### WHAT YOU SHOULD DO:
Please write out exactly the lines that begin at the line containing "reflection in this photo, one line per instance." and run to the end of the records.
★ ★ ★ ★ ★
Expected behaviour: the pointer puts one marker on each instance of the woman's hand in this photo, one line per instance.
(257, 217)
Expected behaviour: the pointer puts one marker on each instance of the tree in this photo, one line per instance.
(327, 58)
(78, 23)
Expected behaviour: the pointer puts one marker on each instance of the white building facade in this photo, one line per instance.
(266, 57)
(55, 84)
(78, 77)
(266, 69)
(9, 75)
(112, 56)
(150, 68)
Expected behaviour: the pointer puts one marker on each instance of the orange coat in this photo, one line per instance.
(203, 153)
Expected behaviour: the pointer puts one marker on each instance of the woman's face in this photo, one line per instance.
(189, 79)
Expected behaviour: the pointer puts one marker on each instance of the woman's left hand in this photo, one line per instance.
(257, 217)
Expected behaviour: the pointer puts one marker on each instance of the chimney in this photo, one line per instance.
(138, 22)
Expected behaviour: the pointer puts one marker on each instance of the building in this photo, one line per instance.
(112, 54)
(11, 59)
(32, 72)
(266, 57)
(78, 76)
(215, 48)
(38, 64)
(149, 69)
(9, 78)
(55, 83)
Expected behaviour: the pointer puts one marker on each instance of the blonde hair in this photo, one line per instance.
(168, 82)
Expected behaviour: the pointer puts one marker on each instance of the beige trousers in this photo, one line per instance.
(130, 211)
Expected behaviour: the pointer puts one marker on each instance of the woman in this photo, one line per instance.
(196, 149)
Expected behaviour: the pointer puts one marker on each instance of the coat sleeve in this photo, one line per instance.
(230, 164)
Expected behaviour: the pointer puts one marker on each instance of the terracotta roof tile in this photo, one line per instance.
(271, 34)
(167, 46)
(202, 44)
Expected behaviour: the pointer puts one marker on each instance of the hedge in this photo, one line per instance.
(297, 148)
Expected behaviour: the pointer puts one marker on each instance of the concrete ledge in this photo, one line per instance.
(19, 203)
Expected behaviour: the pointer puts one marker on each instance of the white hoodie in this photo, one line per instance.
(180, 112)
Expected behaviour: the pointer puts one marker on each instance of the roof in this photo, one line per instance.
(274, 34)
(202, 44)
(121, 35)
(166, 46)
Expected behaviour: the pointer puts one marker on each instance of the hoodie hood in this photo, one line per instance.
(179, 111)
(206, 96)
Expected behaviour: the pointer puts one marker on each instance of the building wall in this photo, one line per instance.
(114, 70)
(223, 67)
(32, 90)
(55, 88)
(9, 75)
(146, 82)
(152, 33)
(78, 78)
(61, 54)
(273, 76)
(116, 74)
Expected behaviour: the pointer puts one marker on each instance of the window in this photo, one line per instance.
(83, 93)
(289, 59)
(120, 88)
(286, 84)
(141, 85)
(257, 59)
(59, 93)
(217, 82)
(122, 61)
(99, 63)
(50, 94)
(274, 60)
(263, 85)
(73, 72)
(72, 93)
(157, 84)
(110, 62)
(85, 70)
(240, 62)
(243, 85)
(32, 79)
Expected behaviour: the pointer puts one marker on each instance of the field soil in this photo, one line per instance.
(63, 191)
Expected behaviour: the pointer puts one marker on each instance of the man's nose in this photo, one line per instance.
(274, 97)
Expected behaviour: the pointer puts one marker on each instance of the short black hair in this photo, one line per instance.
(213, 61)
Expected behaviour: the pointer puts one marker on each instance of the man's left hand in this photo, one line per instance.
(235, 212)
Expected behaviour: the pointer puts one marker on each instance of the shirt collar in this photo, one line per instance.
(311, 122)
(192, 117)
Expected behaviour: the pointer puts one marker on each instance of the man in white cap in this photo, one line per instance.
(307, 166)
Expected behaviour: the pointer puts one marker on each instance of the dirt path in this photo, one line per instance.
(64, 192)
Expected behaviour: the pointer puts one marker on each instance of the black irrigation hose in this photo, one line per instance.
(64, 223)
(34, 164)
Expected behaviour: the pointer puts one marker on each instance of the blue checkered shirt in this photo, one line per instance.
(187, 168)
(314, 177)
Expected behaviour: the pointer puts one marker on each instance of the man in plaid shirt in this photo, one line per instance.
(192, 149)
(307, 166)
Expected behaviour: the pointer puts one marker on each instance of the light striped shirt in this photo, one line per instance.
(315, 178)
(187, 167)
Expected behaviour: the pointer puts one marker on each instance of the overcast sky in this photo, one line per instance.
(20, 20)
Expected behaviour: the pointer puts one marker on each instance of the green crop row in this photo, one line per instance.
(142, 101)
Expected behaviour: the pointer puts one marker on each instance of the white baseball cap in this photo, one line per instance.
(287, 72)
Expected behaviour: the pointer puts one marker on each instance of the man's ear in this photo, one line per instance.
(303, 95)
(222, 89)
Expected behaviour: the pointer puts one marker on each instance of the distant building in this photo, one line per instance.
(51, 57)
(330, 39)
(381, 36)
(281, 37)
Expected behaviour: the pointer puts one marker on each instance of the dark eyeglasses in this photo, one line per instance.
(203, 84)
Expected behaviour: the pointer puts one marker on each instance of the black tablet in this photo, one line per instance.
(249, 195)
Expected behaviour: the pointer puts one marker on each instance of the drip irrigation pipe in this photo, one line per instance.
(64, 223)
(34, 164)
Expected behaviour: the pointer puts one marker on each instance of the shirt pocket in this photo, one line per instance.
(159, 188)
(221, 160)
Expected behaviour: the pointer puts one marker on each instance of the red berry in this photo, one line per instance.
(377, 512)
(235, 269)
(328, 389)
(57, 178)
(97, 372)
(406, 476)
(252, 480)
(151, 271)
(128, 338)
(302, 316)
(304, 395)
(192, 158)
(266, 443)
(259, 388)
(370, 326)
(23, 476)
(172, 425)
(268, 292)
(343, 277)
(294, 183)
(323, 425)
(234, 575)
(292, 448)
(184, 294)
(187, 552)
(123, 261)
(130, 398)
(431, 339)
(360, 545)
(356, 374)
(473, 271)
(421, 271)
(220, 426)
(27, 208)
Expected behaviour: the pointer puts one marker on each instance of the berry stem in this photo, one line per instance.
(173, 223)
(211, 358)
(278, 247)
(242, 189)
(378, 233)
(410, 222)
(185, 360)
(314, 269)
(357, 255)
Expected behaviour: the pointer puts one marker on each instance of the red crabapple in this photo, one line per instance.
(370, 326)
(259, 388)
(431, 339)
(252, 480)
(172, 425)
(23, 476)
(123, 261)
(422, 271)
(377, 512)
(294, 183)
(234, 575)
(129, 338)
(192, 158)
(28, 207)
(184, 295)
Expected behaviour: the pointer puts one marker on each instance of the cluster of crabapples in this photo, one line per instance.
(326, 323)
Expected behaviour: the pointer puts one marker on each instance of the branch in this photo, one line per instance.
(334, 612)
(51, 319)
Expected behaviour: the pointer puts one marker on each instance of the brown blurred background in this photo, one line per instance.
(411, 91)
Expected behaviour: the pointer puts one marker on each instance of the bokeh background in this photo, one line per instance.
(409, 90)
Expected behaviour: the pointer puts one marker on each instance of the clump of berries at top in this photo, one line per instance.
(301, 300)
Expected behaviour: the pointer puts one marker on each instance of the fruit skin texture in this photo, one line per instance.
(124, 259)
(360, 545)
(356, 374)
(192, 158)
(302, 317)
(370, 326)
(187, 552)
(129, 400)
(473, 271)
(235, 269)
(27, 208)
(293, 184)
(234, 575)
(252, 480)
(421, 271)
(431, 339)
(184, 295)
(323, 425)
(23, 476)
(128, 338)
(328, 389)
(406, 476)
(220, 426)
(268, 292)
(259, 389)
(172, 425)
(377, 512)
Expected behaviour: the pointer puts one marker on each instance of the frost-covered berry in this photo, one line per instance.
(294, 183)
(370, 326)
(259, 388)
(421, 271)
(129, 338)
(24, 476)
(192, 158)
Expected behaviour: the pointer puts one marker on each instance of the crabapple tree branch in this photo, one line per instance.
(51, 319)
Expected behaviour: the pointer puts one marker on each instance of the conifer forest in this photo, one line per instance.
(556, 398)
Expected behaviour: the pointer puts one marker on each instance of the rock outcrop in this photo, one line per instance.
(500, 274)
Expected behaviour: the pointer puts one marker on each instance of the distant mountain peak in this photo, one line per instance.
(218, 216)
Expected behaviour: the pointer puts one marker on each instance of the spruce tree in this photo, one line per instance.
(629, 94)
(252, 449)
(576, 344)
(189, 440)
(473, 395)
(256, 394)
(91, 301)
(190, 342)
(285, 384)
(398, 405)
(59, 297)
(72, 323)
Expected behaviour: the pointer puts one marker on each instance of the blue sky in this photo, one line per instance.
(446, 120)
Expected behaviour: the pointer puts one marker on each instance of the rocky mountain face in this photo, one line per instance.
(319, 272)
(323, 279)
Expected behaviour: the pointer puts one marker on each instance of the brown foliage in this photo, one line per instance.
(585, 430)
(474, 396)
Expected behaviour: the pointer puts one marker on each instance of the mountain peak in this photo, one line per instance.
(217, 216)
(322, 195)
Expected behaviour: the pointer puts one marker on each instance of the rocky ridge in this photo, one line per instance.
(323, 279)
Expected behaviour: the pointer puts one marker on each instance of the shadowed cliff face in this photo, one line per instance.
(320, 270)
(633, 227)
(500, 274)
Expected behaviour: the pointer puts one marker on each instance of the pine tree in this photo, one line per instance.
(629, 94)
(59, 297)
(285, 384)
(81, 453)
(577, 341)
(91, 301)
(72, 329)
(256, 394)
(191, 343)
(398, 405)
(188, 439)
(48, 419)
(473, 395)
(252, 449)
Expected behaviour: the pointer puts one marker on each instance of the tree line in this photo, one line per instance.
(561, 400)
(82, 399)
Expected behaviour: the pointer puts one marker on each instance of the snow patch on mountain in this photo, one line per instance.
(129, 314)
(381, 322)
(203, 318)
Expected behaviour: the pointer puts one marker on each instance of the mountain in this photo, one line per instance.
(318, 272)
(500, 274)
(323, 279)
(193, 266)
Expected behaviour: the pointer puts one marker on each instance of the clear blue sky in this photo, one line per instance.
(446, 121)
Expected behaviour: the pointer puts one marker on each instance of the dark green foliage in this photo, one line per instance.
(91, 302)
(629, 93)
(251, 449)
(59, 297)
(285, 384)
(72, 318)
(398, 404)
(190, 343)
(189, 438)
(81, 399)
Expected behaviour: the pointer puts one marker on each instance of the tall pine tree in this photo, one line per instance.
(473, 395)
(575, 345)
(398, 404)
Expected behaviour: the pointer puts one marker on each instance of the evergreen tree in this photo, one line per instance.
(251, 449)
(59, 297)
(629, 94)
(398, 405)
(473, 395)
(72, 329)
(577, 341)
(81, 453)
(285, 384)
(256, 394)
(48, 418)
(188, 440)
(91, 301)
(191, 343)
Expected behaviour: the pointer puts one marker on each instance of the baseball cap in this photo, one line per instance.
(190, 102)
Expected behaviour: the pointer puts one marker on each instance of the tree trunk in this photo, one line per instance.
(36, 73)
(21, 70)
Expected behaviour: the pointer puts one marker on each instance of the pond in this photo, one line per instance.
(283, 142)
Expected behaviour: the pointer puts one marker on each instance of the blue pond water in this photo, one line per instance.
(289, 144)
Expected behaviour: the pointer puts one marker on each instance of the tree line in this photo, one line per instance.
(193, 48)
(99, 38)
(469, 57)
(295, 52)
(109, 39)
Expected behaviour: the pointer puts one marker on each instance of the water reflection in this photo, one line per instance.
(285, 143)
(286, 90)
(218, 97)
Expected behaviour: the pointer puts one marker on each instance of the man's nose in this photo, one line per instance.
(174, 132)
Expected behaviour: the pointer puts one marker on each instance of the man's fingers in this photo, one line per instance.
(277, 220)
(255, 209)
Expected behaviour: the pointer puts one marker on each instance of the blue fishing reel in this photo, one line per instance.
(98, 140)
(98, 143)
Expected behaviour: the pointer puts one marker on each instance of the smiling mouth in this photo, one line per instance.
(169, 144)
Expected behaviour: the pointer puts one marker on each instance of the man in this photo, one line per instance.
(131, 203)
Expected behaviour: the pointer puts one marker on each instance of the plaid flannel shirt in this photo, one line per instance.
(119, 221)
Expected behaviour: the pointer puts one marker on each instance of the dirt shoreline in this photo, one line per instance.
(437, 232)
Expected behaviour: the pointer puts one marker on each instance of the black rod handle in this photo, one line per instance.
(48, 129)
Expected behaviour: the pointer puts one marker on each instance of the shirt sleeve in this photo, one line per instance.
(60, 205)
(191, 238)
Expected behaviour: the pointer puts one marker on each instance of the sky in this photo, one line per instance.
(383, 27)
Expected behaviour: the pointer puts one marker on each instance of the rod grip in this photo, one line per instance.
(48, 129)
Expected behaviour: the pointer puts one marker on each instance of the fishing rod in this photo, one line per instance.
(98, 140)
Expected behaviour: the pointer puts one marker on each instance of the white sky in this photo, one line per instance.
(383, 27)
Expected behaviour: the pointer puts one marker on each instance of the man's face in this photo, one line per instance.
★ ★ ★ ★ ★
### TASK RESPONSE:
Expected behaviour: the pointer puts one marker on each instance of the water reflection in this photo, one line per instance.
(285, 143)
(286, 90)
(218, 97)
Expected behaviour: the pointer puts one marker on each instance of the man's nose in this photo, one line per instance.
(174, 132)
Expected behaviour: the pointer puts one marker on each instance of the man's fingers in this photo, one line per instance.
(277, 220)
(255, 209)
Expected behaviour: the pointer puts one marker on each instance of the blue fishing reel in this photo, one line per instance.
(98, 140)
(98, 143)
Expected behaviour: the pointer puts one marker on each instance of the smiling mouth in this photo, one line per instance.
(169, 144)
Expected behaviour: the pointer puts one marker on each instance of the man in this photo, one line per instance.
(131, 203)
Expected behaviour: the pointer puts one marker on each instance of the plaid flannel shirt in this photo, one line per instance.
(119, 221)
Expected behaviour: the pointer puts one marker on each instance of the dirt shoreline in this photo, one line per instance.
(437, 232)
Expected behaviour: the pointer puts one marker on each instance of the black rod handle in this photo, one line per instance.
(48, 129)
Expected behaviour: the pointer puts one marker on each instance of the shirt sleeve in this photo, one line per instance.
(60, 205)
(191, 238)
Expected behaviour: the pointer puts one marker on each instance of the sky in this photo, one line per instance.
(383, 27)
Expected behaviour: the pointer puts one marker on each instance of the rod grip in this photo, one line per instance.
(48, 129)
Expected behaviour: the pointer puts one marker on each instance of the fishing rod in this photo, one line per instance.
(98, 140)
Expected behaviour: the pointer puts one marker on each instance of the white sky in this photo, one line per instance.
(383, 27)
Expected behaviour: the pointer puts one marker on each instance of the man's face in this photo, one line per instance.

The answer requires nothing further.